- **Jobs**
[A] Quote the interview transcript word for word, starting with "Hugo: Interesting, when" and going on through "or Super Forecasting?".
[B] Please mark each statement below as yes or no according to the interview transcript, citing the transcript's deciding words exactly: (i) Hugo describes the forecasting book as a project by Phillip Tetlock and colleagues. (ii) Marco says he has not read the book. (iii) Marco expects a new betting product to stay mainstream for the next 10-15 years.

- **Page text**
Marco: So the idea is that we want develop a new product, lipstick, a hypothetical product we want to, I don’t know, how many throw-ins at half time are there going to be in the soccer game? And so you start modeling this, you start putting it out. Some better picks up that your model has complete different or wrong assumptions and bets a lot of money on you then you refine your model and so on. Until you get a solid market, and once you have this you can rule it out over many leagues, you have to do more and more refining, more refining, but eventually you get to a stable product which now might be something like a lot of clients enjoy betting, and thus you’ve created a new market that clients like. A new product that clients are interested in on betting. This product would stay mainstream for the next 10-15 years.

Hugo: Interesting, when you speak about this relationship between domain expertise and data science skills it actually made me think of, have you read a book called Super Forecasters or Super Forecasting?

Marco: Yeah, yes of course.

Hugo: For the listener, this is a project by Phillip Tetlock and colleagues. And the basic idea is he found certain members of society who are better at forecasting than other people. One thing he does is kind of analyzes, looks at the characteristics of these people and sees what makes them better forecasters then others. So I’m just wondering Marco, do you try to hire people who are super forecasters or instill this super forecasting culture within your organization or how do you think about that?

Marco: I’m actually paying them already, I used to call these people an army of consultants because if you are a super forecaster in my world what is means that you are actually better than our models and you can actually predict the outcome better than we can and thus by betting making a profit. And so what I’m actually doing I’m consulting you, please here is my prediction for this event what is your prediction, and by placing a wager you’re telling me your opinion which I can then incorporate in my model and can change my prices, but I have to pay you the price. And so all these people who are great at forecasting anything are basically working with me on a consulting basis.

Hugo: That’s awesome, and I actually, I just had a thought that it kinds of brings this full circle in a sense that we’ve moved from data analysis and data science to bookmaking to the idea of super forecasting and something that becomes very apparent in this book is that, you know, you don’t necessarily need super special skills to be able to be a super forecaster, but there are several key aspects such as being less prone to confirmation bias then other people in the world. Which of course is the hallmark of a great data analyst as well.

- **Extracted entries**
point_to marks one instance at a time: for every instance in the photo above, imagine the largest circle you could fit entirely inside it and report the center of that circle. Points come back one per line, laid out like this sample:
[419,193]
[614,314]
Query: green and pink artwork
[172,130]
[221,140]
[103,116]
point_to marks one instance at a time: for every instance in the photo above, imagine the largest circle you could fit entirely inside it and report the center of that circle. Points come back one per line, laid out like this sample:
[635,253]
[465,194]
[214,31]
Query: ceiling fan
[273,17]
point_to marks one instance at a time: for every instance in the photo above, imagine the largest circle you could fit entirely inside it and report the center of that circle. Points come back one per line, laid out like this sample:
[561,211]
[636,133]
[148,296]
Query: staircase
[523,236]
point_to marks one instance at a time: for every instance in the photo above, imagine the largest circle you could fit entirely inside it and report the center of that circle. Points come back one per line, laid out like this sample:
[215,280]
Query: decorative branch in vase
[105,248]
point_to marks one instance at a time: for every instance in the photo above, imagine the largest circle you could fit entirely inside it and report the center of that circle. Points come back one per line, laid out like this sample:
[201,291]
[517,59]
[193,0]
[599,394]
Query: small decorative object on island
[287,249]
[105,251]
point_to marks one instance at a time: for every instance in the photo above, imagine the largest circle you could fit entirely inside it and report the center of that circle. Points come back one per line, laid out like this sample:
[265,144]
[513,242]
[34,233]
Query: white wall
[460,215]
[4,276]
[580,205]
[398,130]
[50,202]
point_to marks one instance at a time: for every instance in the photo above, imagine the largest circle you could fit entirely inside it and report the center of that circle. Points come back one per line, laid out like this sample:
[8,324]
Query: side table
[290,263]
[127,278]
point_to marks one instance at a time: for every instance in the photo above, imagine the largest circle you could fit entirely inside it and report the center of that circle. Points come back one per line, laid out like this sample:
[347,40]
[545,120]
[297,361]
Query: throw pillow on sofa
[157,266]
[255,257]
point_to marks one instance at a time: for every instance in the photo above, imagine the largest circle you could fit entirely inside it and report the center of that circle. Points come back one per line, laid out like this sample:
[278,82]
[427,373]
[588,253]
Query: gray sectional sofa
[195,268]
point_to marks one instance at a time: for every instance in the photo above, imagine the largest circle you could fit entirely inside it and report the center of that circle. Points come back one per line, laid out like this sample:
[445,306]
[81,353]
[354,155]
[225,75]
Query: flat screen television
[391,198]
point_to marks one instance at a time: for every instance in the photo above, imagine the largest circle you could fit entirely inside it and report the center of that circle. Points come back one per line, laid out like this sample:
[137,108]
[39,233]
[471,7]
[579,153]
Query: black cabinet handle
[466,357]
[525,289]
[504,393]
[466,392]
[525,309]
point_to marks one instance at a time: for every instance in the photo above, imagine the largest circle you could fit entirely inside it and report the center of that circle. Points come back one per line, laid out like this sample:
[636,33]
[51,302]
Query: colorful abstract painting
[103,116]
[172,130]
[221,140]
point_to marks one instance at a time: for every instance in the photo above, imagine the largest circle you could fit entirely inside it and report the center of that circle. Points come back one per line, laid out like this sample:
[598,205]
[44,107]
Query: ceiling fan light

- **Final results**
[A]
Hugo: Interesting, when you speak about this relationship between domain expertise and data science skills it actually made me think of, have you read a book called Super Forecasters or Super Forecasting?

[B]
(i) Yes: "this is a project by Phillip Tetlock and colleagues."
(ii) No: "Yeah, yes of course."
(iii) Yes: "This product would stay mainstream for the next 10-15 years."